[Saved entries]
[Start of section]

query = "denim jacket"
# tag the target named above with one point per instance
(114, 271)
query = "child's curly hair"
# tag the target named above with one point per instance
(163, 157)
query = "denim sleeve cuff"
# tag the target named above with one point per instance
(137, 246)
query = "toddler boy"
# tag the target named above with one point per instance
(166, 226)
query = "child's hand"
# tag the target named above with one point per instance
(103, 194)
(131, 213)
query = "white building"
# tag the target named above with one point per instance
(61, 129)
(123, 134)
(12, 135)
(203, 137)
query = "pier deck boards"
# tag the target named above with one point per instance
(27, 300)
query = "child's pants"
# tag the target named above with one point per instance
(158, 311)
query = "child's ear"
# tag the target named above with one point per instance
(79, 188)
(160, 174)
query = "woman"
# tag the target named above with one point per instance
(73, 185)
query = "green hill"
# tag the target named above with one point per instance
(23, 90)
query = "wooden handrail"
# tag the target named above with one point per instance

[End of section]

Give back every line of the data exactly as it was written.

TASK RESULT -
query = "denim jacket"
# tag the target named above with one point per instance
(114, 271)
query = "child's curly hair"
# tag the target named above with one point per instance
(163, 157)
query = "denim sleeve cuff"
# tag the target named above with one point per instance
(137, 246)
query = "toddler boy"
# tag the target named above with one point per instance
(166, 226)
query = "child's hand"
# tag the target named above with one point per instance
(103, 194)
(131, 213)
query = "white building"
# tag the target named above with one point per instance
(61, 129)
(123, 134)
(12, 135)
(203, 137)
query = "pier deck boards"
# tag the target named above with one point per instance
(27, 300)
query = "child's pants"
# tag the target named above with one point per instance
(158, 311)
query = "child's ear"
# tag the target named above with one point per instance
(79, 188)
(160, 174)
query = "woman"
# tag the target named above with one point per instance
(73, 185)
query = "green hill"
# tag the target named above with one point per instance
(23, 90)
query = "wooden handrail"
# tag the target named above with one point per instance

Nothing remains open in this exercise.